--- Begin Records for the exercise ---

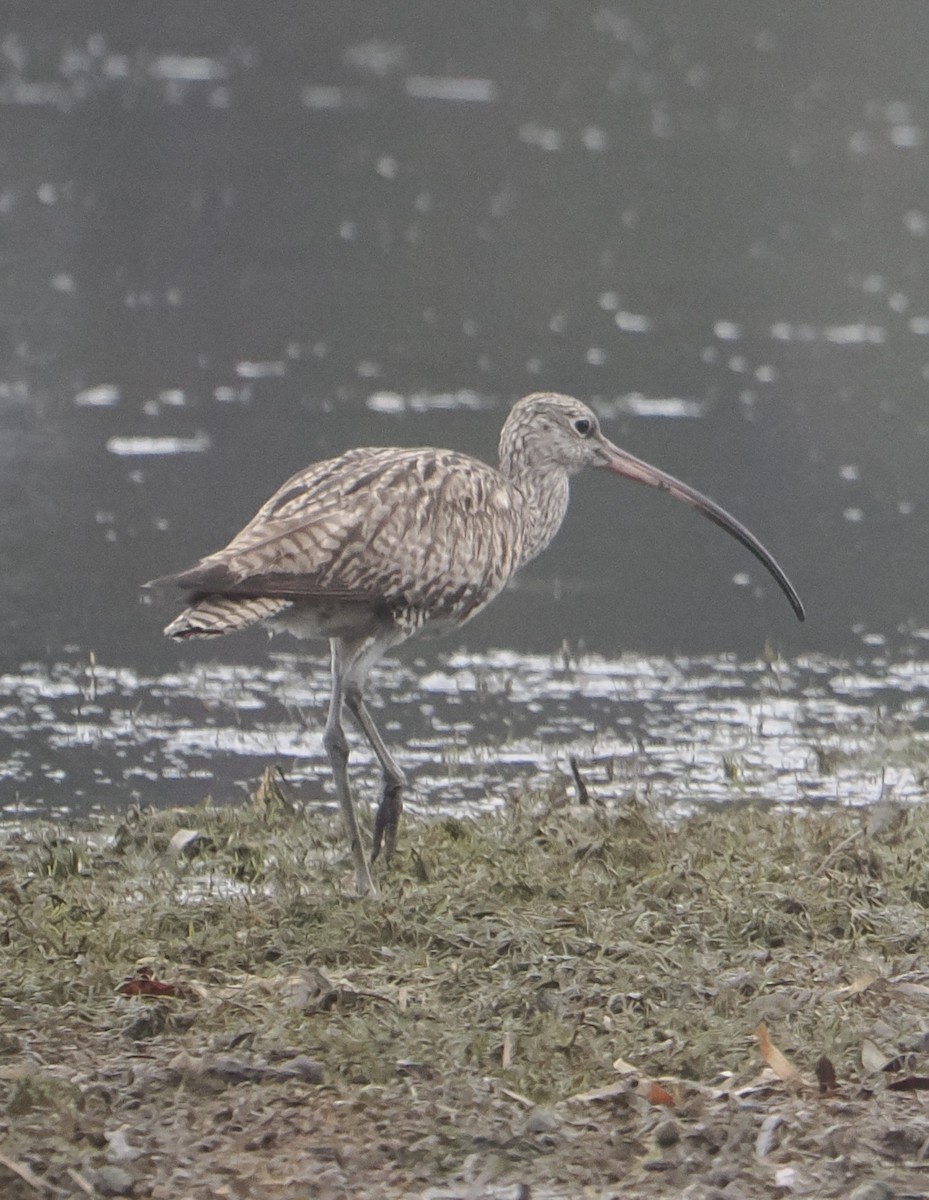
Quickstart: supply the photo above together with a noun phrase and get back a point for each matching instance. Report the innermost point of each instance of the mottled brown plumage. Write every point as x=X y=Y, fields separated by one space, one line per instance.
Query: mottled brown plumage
x=367 y=549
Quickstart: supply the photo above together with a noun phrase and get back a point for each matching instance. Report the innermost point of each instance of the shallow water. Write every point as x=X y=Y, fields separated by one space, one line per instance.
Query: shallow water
x=469 y=727
x=234 y=244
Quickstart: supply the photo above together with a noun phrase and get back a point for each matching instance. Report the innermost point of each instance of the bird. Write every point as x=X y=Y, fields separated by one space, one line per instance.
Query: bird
x=381 y=544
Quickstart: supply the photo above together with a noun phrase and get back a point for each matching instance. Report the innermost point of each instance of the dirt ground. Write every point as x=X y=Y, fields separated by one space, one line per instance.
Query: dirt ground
x=562 y=1001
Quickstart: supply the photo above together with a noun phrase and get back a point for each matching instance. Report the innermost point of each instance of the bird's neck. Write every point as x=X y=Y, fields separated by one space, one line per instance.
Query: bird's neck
x=541 y=493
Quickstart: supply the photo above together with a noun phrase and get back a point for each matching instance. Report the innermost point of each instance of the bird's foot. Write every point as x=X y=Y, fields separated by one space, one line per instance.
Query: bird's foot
x=387 y=820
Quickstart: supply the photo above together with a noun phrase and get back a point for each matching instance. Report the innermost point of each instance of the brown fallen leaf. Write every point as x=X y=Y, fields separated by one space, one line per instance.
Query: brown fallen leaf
x=873 y=1057
x=826 y=1077
x=779 y=1063
x=145 y=985
x=861 y=983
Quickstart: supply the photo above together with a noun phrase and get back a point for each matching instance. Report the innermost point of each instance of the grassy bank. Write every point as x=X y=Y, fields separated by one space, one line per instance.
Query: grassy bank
x=196 y=1005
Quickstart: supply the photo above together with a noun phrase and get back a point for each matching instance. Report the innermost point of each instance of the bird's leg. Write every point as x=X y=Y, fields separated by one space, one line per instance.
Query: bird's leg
x=387 y=820
x=336 y=747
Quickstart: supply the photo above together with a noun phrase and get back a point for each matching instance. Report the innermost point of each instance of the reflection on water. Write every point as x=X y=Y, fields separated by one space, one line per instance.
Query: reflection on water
x=234 y=246
x=471 y=727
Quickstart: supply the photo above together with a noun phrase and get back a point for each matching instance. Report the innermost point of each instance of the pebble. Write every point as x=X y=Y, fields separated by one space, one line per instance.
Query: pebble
x=873 y=1189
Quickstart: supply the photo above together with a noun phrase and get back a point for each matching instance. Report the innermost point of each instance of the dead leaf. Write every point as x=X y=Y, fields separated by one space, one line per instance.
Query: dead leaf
x=185 y=841
x=859 y=984
x=911 y=1084
x=779 y=1063
x=826 y=1077
x=873 y=1057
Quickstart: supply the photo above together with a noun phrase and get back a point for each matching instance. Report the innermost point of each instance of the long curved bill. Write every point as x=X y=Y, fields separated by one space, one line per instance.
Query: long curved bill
x=629 y=467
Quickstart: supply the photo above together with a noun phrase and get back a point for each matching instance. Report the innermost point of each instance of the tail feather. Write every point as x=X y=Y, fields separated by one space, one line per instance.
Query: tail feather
x=215 y=616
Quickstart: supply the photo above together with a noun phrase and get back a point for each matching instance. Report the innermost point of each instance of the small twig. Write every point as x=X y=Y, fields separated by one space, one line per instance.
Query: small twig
x=583 y=796
x=837 y=850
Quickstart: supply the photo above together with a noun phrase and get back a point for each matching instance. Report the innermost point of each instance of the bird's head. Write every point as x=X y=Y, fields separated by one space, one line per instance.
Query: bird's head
x=551 y=432
x=558 y=436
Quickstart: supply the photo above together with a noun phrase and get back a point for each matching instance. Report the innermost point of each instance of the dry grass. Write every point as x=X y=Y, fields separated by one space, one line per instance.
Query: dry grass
x=432 y=1041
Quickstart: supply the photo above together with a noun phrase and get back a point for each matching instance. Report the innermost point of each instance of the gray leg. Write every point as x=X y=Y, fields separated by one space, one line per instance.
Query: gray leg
x=336 y=747
x=391 y=798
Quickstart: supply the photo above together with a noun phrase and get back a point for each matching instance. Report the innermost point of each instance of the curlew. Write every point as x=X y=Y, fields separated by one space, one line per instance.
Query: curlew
x=379 y=544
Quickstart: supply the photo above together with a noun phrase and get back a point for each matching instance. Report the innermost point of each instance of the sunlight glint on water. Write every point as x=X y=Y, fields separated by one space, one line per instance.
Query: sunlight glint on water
x=472 y=730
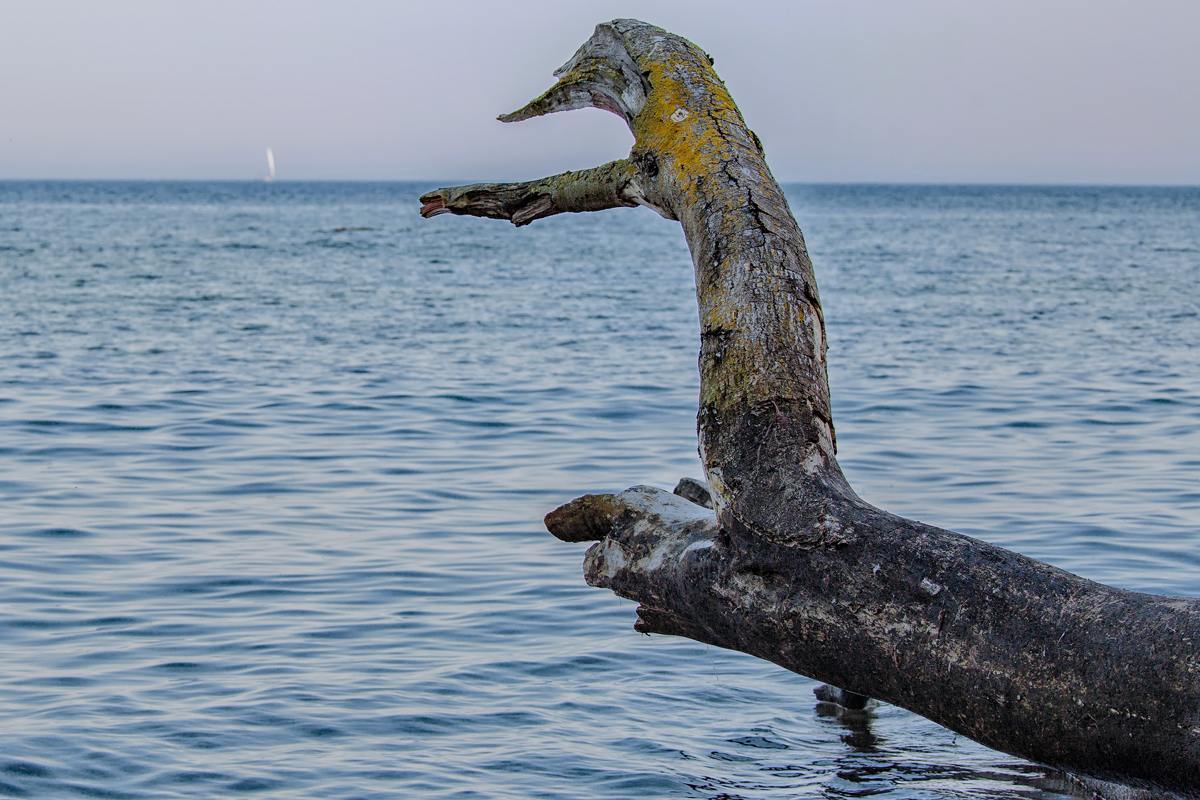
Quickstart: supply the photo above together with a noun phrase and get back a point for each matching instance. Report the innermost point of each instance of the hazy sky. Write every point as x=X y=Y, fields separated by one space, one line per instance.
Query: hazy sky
x=838 y=90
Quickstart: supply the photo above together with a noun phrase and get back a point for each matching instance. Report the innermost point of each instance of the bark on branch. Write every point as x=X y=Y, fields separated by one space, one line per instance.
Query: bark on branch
x=790 y=564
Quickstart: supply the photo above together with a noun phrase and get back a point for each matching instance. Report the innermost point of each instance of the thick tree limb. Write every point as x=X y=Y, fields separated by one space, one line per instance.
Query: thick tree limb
x=791 y=565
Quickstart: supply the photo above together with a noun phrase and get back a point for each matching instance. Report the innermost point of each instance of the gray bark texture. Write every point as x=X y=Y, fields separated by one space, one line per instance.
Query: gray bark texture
x=790 y=564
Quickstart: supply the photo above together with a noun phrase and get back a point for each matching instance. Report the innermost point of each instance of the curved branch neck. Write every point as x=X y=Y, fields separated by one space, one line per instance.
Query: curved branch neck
x=762 y=332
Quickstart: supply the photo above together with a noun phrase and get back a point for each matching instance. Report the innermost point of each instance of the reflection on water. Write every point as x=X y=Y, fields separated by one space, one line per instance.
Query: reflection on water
x=276 y=456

--- End Records for the exercise ---

**Task instructions**
Return every line of the records above verbatim, leaving out the pictures.

**Problem solution**
Quickstart: supply the photo above together with a noun phrase and get back a point for each matching instance. Report the innermost point of each instance of the mottled brown plumage. Write every point as x=X y=Y, fields separated by one space, one line per instance.
Query: mottled brown plumage
x=367 y=549
Quickstart: supply the photo above together with a noun phrase and get back a point for each matching instance. Report the innermost point of each instance of the shallow water. Write every point as x=X y=Y, fields separated by one space, one line per instance.
Query: shallow water
x=469 y=727
x=234 y=244
Quickstart: supply the photo above together with a noun phrase and get back a point for each matching instance. Report the innermost point of each instance of the bird. Write every point as x=X y=Y, fields separated by one space, one line per instance.
Query: bird
x=381 y=544
Quickstart: supply the photo above together with a noun phrase and get back a point for each matching instance. Report the innermost point of each instance of the dirt ground. Write every point as x=X y=Y, fields separated by one space, one line per instance.
Query: dirt ground
x=562 y=1001
Quickstart: supply the photo above together with a noun phrase and get back a point for each matching instance. Report the innermost point of each instance of the bird's neck. Write every point as x=X y=Y, fields separated by one space, one line per instance.
Query: bird's neck
x=541 y=493
Quickstart: supply the photo above together with a noun phrase and get back a point for each matching instance. Report the innermost point of each instance of the bird's foot. Write every point as x=X y=Y, fields separated by one space, one line per instance.
Query: bird's foot
x=387 y=820
Quickstart: supply the photo above together with a noun phrase and get back a point for each matching instance. Report the innermost point of each instance of the brown fallen leaf. Write every point as x=X y=Y, fields separated by one space, one line per instance.
Query: brown fallen leaf
x=873 y=1057
x=826 y=1077
x=779 y=1063
x=145 y=985
x=861 y=983
Quickstart: supply the photo above together with a noun phrase and get back a point for each matching instance. Report the innermost point of each instance of the grassy bank. Write every point as x=X y=Y, fields separated by one space, one line per instance.
Query: grassy bank
x=196 y=1005
Quickstart: supply the photo above together with a noun phrase and get back a point for each matching instance. Report the innermost point of each instance of the bird's leg. Write every point as x=X y=Y, fields separated by one space, one line per instance.
Query: bird's leg
x=387 y=820
x=336 y=747
Quickstart: supply the photo above together with a noun phrase and get back a point for each matching instance. Report the innermost point of each instance of the reflection on water. Write every point as x=X y=Y, fields separated by one space, one line per instance.
Query: reflection on water
x=234 y=246
x=471 y=727
Quickstart: supply the photo above together with a noun phrase and get back a point for each matching instance. Report the innermost point of each instance of the pebble. Write every point as x=X y=Y, fields separated by one space, one line per instance.
Query: pebble
x=873 y=1189
Quickstart: supply the photo above together with a noun phrase and get back a point for each matching instance. Report the innermost point of each instance of the dead leaf. Write every point as x=X y=Y, fields separated by one space, one line per instance.
Query: dead leaf
x=185 y=841
x=859 y=984
x=911 y=1084
x=779 y=1063
x=826 y=1077
x=873 y=1057
Quickstart: supply the photo above together with a noun phrase and get back a point for each matching instance. Report the innermost point of each instance of the long curved bill. Write every point as x=X y=Y, fields separated by one space, one line per instance.
Query: long curved bill
x=629 y=467
Quickstart: supply the photo above together with a noun phrase and get back a point for each matching instance. Report the innermost point of each instance of the tail feather. Write every point as x=X y=Y, fields separated by one space, one line per instance.
Query: tail feather
x=215 y=616
Quickstart: supply the photo above together with a noun phrase and get back a point for each matching instance. Report the innermost point of each instance of the small twig. Write every point as x=X y=Y, fields separated by one space, one line per instance.
Query: small twig
x=583 y=796
x=837 y=850
Quickstart: supply the photo above together with a noun phrase and get back a point for each matching instance. Report the innermost point of each instance of the bird's head. Write every point as x=X y=Y, fields separated by one space, one line per instance.
Query: bird's head
x=551 y=432
x=558 y=436
Quickstart: supply the photo above together with a noun phrase and get back a point for each matching instance. Report the innermost point of each instance of the dry grass. Write every point as x=X y=Y, fields separated by one space, one line per instance.
Query: dry grass
x=432 y=1041
Quickstart: supply the photo above together with a noun phrase and get back a point for each matching instance. Report the innermost point of each instance of the gray leg. Write every point as x=X y=Y, fields separated by one space, one line per instance.
Query: gray leg
x=336 y=747
x=391 y=798
Quickstart: supply the photo above together with a noun phrase and get back a point for each matching instance. Report the innermost point of each instance of the curlew. Write every point as x=X y=Y, fields separated by one space, one line per instance.
Query: curlew
x=379 y=544
Quickstart: supply the photo above together with a noun phrase and get back a point for each matching instance. Report the innermost point of each instance of the sunlight glint on water. Write every point as x=X y=Y, fields separated by one space, one line per instance.
Query: sunlight glint on water
x=472 y=730
Quickstart: supply the photo above together with a noun phrase and get back a point for each matching instance. Report the innermost point of each instance of the hazy sky. Write every point as x=X y=Y, fields separated by one space, one line per instance.
Query: hazy sky
x=838 y=90
Quickstart: supply the photo above together with a noun phrase and get back a point for each matching instance. Report the innermost point of each instance of the bark on branch. Write every point as x=X y=Y, fields separated by one space, one line per instance.
Query: bark on branch
x=790 y=564
Quickstart: supply the photo above together with a noun phrase and get back a point for each matching instance. Report the innermost point of each instance of the thick tree limb. Write every point as x=X y=Y, fields separated by one space, one line per instance.
Query: thick tree limb
x=791 y=565
Quickstart: supply the photo above together with a noun phrase and get back a point for each matching instance. Report the innermost point of each instance of the gray bark texture. Write every point as x=X y=Y, fields separated by one space, one line per instance.
Query: gray bark texture
x=790 y=564
Quickstart: supply the photo above together with a noun phrase and get back a point for each matching instance. Report the innermost point of each instance of the curved branch neck. Write every point as x=X y=Y, fields separated by one space, one line per instance.
Query: curved branch neck
x=762 y=332
Quickstart: supply the photo above together with a noun phrase and get back a point for each matching instance. Report the innermost point of each instance of the reflection on water. Write every point as x=X y=Y, fields separated by one space, one line per instance.
Query: reflection on water
x=276 y=456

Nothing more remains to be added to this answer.